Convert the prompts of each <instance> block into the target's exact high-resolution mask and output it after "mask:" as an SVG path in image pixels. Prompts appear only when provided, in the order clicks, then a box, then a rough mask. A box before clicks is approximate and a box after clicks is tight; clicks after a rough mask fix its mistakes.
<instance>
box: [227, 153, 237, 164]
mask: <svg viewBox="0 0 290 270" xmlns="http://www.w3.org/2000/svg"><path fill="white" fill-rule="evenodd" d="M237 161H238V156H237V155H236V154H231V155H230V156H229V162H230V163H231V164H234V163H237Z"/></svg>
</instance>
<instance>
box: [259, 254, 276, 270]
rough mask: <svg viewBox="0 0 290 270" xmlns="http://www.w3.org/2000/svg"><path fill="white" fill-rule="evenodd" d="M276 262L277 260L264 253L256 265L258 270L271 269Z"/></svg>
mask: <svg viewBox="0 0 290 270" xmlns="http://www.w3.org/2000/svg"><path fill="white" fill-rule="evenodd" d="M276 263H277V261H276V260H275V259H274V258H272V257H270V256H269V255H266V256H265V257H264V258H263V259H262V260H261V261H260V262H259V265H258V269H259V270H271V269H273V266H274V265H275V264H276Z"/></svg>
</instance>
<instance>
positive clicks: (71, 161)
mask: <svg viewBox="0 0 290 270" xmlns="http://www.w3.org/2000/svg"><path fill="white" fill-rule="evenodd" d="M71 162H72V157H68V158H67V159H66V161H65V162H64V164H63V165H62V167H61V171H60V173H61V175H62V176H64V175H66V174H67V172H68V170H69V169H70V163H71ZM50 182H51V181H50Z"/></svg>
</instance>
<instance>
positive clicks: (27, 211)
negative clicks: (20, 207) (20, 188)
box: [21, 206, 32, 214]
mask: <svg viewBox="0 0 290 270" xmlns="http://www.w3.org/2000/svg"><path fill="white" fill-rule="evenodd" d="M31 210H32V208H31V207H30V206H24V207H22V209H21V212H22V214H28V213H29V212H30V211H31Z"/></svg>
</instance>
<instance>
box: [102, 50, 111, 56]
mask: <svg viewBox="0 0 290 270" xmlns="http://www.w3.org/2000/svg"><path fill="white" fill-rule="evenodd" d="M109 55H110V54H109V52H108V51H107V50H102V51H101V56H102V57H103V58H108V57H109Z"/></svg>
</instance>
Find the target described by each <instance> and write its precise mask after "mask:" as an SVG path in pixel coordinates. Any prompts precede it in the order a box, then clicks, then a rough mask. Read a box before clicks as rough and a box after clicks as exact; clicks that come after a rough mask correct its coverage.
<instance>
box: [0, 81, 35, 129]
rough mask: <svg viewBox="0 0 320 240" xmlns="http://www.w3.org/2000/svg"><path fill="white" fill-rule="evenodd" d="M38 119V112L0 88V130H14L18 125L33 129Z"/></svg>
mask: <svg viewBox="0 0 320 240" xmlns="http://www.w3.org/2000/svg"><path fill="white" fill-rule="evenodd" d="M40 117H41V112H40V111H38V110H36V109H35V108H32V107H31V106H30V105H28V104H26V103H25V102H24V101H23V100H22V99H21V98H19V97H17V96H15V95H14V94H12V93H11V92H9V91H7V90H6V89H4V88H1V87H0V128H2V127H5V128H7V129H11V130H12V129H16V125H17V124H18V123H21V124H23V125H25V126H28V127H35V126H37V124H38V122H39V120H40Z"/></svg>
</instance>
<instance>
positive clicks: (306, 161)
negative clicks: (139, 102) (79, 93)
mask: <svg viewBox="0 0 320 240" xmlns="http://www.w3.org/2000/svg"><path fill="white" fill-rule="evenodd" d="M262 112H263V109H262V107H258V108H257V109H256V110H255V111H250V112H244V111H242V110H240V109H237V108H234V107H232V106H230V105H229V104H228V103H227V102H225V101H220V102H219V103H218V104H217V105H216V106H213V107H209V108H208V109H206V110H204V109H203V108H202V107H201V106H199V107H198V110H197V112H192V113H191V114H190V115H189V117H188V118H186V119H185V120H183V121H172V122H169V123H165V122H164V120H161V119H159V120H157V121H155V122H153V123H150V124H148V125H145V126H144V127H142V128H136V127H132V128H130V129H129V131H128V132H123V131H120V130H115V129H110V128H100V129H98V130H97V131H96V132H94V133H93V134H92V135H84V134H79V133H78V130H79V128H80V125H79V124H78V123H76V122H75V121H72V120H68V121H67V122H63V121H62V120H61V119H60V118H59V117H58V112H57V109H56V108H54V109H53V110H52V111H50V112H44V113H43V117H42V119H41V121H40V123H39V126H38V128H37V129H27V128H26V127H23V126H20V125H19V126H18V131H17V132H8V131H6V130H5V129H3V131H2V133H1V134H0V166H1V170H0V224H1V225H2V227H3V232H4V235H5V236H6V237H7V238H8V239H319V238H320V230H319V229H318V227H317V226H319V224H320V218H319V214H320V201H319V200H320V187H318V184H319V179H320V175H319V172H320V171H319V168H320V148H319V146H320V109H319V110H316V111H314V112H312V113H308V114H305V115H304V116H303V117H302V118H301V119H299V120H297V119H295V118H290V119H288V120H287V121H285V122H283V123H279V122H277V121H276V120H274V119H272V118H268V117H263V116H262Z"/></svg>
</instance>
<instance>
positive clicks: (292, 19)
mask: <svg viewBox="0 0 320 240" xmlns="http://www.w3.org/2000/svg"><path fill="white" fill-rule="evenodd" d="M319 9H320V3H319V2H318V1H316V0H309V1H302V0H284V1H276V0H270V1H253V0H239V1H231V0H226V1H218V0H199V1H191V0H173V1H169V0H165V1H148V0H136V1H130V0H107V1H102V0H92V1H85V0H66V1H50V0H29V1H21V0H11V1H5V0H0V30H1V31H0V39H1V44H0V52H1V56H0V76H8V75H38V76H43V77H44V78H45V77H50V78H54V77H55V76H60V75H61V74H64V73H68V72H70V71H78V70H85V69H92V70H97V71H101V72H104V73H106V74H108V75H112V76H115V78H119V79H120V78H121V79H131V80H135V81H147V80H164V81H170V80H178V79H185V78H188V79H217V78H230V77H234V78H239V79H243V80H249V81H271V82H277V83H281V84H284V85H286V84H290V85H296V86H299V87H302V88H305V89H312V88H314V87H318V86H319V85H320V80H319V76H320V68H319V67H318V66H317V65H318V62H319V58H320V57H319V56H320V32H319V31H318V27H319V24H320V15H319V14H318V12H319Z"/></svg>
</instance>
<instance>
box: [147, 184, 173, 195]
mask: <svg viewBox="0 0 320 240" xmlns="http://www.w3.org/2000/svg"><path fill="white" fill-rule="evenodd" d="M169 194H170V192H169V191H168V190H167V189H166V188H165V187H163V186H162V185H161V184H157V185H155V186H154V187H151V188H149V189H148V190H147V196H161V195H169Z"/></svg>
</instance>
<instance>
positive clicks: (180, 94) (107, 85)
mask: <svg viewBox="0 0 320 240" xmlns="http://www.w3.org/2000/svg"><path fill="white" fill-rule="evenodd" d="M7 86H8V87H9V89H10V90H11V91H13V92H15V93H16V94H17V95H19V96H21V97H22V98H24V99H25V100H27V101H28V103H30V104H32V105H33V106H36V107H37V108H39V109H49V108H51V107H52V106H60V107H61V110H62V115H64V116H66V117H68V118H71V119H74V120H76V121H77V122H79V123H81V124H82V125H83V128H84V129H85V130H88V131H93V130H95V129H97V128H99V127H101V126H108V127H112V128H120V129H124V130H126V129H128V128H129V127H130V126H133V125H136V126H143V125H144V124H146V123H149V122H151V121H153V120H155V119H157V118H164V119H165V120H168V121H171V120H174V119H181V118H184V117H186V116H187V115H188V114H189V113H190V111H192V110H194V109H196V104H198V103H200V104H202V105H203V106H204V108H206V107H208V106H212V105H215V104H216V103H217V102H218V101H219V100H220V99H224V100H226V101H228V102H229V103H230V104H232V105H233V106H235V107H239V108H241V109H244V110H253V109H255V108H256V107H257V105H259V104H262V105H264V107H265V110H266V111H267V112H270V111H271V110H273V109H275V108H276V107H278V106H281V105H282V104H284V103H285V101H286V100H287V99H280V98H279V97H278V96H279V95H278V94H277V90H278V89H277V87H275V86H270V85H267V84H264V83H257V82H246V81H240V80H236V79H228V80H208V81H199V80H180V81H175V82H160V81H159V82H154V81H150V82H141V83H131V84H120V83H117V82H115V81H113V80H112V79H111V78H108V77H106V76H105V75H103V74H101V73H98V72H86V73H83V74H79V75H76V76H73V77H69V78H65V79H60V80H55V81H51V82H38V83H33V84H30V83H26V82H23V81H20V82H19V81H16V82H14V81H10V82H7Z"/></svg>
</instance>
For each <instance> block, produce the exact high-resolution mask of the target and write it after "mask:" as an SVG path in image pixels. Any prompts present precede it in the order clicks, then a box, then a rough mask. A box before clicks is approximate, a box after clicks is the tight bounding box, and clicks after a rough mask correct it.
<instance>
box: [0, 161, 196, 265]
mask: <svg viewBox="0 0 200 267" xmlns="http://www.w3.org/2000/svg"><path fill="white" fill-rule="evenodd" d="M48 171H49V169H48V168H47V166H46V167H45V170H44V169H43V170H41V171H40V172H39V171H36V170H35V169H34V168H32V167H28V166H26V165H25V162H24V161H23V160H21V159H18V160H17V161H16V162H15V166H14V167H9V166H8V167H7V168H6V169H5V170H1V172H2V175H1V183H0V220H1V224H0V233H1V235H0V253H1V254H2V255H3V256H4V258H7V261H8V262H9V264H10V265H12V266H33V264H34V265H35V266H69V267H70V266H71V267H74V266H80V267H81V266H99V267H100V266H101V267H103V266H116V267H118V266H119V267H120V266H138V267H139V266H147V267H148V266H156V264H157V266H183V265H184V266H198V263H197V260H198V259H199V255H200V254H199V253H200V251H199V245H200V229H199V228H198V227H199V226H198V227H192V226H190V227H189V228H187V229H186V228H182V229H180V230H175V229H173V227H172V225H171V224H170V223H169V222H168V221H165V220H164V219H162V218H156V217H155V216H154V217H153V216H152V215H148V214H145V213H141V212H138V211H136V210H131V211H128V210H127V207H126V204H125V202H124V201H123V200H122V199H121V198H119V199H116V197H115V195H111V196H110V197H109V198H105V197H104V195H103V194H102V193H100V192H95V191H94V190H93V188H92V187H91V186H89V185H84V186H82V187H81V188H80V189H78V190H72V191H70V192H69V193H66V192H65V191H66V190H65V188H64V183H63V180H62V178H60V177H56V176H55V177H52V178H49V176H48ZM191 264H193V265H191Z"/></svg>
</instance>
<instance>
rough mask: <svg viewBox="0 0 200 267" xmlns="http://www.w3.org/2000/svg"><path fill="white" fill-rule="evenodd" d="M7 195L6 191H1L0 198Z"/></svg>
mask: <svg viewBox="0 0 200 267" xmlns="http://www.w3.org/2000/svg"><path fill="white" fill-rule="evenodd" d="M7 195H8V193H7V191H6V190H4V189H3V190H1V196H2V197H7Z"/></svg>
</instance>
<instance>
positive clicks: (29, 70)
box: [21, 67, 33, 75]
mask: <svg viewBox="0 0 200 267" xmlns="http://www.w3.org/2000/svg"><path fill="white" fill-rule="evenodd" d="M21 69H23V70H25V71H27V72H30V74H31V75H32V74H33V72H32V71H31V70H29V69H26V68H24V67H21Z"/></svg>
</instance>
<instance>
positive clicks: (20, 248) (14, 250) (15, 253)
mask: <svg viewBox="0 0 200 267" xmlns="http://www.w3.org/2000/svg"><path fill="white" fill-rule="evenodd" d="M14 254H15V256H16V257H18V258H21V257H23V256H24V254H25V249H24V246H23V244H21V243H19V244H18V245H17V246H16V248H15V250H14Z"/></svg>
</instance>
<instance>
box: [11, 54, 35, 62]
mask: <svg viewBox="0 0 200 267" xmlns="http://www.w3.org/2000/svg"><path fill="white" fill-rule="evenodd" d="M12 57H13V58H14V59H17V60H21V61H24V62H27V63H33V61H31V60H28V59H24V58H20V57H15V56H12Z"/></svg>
________
● WHAT TO WORK ON
Repeat the entries above exactly, from the first line through the line containing "negative clicks: (20, 207) (20, 188)".

● RESPONSE TO THE TASK
Convert the prompts of each <instance> block into the target's exact high-resolution mask and output it after "mask:" as an SVG path in image pixels. Prompts appear only when provided, in the order clicks, then a box, then a rough mask. A box before clicks is approximate and a box after clicks is tight; clicks after a rough mask fix its mistakes.
<instance>
box: [227, 153, 237, 164]
mask: <svg viewBox="0 0 290 270" xmlns="http://www.w3.org/2000/svg"><path fill="white" fill-rule="evenodd" d="M237 161H238V156H237V155H236V154H231V155H230V156H229V162H230V163H231V164H234V163H237Z"/></svg>
</instance>
<instance>
box: [259, 254, 276, 270]
rough mask: <svg viewBox="0 0 290 270" xmlns="http://www.w3.org/2000/svg"><path fill="white" fill-rule="evenodd" d="M276 262L277 260L264 253L256 265L258 270L271 269Z"/></svg>
mask: <svg viewBox="0 0 290 270" xmlns="http://www.w3.org/2000/svg"><path fill="white" fill-rule="evenodd" d="M276 263H277V261H276V260H275V259H274V258H272V257H270V256H269V255H266V256H265V257H264V258H263V259H262V260H261V261H260V262H259V265H258V269H259V270H271V269H273V266H274V265H275V264H276Z"/></svg>
</instance>
<instance>
positive clicks: (71, 161)
mask: <svg viewBox="0 0 290 270" xmlns="http://www.w3.org/2000/svg"><path fill="white" fill-rule="evenodd" d="M71 162H72V157H68V158H67V159H66V161H65V162H64V164H63V165H62V167H61V171H60V173H61V175H62V176H64V175H66V174H67V172H68V170H69V169H70V163H71ZM50 182H51V181H50Z"/></svg>
</instance>
<instance>
positive clicks: (27, 211)
negative clicks: (20, 207) (20, 188)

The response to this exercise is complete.